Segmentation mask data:
************

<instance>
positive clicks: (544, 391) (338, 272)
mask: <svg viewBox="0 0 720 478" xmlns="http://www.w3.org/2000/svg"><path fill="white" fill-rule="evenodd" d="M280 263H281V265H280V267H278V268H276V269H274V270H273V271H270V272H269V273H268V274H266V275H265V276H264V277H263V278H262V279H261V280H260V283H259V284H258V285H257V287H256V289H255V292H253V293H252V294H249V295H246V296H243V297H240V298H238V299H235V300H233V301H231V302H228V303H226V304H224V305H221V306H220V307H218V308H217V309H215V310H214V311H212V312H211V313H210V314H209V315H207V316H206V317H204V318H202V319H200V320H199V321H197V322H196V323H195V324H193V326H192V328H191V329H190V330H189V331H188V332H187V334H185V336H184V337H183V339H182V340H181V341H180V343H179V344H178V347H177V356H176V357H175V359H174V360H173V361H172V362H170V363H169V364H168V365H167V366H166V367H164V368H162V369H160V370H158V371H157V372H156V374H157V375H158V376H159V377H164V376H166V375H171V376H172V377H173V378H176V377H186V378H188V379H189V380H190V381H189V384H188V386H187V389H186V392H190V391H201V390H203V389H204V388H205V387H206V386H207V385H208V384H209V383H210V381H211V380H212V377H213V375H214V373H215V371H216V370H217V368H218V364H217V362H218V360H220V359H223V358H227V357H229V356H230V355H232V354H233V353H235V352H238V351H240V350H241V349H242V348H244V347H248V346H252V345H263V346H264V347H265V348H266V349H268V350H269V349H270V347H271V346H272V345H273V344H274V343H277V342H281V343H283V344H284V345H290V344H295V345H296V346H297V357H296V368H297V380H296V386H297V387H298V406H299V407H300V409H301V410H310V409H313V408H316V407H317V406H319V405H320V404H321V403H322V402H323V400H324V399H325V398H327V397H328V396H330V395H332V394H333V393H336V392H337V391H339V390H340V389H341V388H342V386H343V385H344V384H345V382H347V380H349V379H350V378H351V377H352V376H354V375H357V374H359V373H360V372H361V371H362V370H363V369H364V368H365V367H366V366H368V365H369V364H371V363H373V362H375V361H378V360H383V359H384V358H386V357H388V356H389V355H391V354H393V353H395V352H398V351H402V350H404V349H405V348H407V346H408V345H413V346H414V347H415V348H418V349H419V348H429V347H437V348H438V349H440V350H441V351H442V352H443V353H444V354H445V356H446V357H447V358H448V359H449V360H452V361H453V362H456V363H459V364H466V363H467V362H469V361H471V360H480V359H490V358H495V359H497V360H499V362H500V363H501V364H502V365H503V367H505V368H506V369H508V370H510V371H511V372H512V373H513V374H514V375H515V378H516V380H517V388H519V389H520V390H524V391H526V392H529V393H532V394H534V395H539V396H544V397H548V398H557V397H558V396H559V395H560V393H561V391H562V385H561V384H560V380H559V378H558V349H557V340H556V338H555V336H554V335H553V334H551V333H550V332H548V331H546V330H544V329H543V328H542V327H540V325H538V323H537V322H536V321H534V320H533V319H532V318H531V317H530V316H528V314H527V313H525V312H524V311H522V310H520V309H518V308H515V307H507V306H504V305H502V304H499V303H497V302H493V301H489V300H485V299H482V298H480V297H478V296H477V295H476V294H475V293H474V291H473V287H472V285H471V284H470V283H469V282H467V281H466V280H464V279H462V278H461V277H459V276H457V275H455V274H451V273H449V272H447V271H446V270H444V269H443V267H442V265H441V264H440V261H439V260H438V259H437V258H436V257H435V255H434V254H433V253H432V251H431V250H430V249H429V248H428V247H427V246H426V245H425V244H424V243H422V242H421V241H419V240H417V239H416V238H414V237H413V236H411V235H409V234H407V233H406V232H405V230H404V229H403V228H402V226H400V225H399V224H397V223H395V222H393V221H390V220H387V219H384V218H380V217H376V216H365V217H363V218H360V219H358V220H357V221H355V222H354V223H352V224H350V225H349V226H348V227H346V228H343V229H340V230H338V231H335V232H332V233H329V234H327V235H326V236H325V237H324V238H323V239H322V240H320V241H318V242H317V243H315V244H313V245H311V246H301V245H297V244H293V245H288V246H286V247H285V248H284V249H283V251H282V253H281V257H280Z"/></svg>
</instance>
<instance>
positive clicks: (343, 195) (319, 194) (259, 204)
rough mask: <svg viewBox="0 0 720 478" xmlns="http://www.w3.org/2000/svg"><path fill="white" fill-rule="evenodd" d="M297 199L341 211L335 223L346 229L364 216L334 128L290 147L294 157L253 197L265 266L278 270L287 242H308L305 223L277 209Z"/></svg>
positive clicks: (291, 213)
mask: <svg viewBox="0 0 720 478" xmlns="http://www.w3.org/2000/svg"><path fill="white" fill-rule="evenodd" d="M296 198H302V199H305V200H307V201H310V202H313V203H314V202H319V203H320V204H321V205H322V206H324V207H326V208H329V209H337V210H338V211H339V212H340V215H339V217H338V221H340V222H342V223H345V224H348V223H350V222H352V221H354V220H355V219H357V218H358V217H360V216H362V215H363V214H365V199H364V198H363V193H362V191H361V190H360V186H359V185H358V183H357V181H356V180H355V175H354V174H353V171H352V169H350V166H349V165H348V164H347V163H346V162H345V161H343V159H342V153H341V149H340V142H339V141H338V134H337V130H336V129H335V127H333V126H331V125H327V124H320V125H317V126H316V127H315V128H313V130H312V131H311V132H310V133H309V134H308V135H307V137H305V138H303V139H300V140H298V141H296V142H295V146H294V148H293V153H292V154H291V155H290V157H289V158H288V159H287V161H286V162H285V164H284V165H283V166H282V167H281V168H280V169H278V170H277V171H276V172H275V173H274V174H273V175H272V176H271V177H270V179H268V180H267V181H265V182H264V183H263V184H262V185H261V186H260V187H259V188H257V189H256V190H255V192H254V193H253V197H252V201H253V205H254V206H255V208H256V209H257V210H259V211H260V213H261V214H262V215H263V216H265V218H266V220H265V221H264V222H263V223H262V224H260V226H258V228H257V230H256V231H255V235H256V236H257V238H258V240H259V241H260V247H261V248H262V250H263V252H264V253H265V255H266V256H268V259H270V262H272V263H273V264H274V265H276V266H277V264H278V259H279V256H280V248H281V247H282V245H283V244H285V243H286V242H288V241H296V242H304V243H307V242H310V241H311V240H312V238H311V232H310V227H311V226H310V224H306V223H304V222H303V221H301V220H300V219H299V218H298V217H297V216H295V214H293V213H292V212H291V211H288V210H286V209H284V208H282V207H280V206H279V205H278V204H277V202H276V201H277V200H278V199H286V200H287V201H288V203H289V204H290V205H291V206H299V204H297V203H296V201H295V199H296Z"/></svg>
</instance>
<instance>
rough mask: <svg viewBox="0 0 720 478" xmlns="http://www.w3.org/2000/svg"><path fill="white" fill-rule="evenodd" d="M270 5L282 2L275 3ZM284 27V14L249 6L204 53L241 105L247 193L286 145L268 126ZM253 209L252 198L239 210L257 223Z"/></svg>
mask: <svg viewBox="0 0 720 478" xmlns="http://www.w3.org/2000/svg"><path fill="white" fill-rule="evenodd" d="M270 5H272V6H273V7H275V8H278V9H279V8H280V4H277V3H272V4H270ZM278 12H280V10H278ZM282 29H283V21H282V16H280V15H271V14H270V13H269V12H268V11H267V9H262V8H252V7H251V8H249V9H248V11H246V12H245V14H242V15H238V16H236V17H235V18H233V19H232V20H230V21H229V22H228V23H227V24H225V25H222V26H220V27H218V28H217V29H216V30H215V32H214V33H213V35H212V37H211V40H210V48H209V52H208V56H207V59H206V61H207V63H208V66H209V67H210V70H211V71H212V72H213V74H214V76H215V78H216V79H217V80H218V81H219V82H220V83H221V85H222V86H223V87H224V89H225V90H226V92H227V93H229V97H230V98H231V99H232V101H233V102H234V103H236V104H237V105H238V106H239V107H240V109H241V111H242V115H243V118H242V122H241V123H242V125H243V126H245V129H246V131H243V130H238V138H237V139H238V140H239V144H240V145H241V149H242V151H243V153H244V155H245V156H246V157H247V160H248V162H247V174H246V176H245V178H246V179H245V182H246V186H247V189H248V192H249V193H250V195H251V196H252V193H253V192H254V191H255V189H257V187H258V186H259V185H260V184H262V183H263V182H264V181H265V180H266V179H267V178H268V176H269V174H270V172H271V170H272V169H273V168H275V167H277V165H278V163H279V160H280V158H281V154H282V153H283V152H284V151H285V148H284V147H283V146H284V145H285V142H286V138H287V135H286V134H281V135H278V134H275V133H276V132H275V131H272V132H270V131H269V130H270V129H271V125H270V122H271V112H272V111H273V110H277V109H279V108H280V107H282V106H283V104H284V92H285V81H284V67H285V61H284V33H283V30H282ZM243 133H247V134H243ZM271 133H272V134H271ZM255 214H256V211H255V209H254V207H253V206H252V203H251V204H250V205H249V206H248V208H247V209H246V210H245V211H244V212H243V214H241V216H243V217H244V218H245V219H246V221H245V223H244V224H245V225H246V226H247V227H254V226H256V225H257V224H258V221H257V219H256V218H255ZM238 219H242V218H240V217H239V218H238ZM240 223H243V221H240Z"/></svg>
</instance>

************

### Your instructions
The lines you need are those with the word "positive"; list them from the entries.

### Task output
positive clicks: (544, 391) (338, 272)
positive clicks: (343, 195) (319, 194) (259, 204)
positive clicks: (291, 213)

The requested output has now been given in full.